Write out everything from the line containing "Task: annotate the brown" down through the last of the entries, with nothing altered.

[Start of INPUT RECORDS]

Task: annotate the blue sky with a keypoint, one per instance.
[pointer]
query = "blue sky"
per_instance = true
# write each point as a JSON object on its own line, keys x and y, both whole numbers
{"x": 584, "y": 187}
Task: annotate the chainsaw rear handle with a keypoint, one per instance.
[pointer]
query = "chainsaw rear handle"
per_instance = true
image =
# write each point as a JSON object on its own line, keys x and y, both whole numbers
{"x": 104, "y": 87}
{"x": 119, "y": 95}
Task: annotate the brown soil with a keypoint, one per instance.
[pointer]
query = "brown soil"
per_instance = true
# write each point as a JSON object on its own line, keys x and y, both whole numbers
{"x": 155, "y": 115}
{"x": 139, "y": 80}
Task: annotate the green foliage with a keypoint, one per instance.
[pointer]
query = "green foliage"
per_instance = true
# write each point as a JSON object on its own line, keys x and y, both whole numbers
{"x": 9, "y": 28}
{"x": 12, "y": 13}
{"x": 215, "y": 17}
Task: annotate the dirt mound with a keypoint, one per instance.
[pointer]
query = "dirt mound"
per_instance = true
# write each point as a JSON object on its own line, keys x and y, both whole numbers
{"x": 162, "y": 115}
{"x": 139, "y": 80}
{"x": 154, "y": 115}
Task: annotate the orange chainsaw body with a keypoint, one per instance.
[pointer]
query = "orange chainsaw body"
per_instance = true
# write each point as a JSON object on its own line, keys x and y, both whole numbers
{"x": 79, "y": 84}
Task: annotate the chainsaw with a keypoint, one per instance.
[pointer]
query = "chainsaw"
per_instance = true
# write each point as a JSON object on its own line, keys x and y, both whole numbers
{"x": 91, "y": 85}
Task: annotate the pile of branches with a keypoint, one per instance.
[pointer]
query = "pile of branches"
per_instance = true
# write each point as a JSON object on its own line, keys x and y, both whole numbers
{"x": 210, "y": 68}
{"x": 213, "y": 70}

[End of INPUT RECORDS]

WRITTEN RESPONSE
Task: annotate the brown soil with a keypoint, one per instance.
[pointer]
query = "brown soil"
per_instance = true
# write each point as a JSON object on its own line, keys x and y, both whole numbers
{"x": 155, "y": 115}
{"x": 139, "y": 80}
Task: annotate the green foliage with a keypoint, one per instance.
[pointer]
query = "green foliage"
per_instance = true
# write each point as a JSON object on its own line, keys x and y, both whole numbers
{"x": 9, "y": 28}
{"x": 12, "y": 13}
{"x": 215, "y": 17}
Task: annotate the dirt mound with a keypoint, one per instance.
[pointer]
query = "dirt mound"
per_instance = true
# write each point as a JSON object on its own line, keys x and y, both whole numbers
{"x": 162, "y": 115}
{"x": 139, "y": 80}
{"x": 154, "y": 115}
Task: annotate the orange chainsaw body with a keypoint, one per instance.
[pointer]
query = "orange chainsaw body"
per_instance = true
# write each point as a JSON object on its own line, keys x and y, both whole numbers
{"x": 79, "y": 84}
Task: annotate the chainsaw with a keypoint, one per instance.
[pointer]
query = "chainsaw"
per_instance = true
# write each point as a JSON object on its own line, keys x and y, both whole numbers
{"x": 91, "y": 85}
Task: annotate the pile of branches with a keypoint, one per instance.
[pointer]
query = "pile of branches"
per_instance = true
# write each point as a JSON object on its own line, keys x and y, both whole numbers
{"x": 210, "y": 68}
{"x": 213, "y": 70}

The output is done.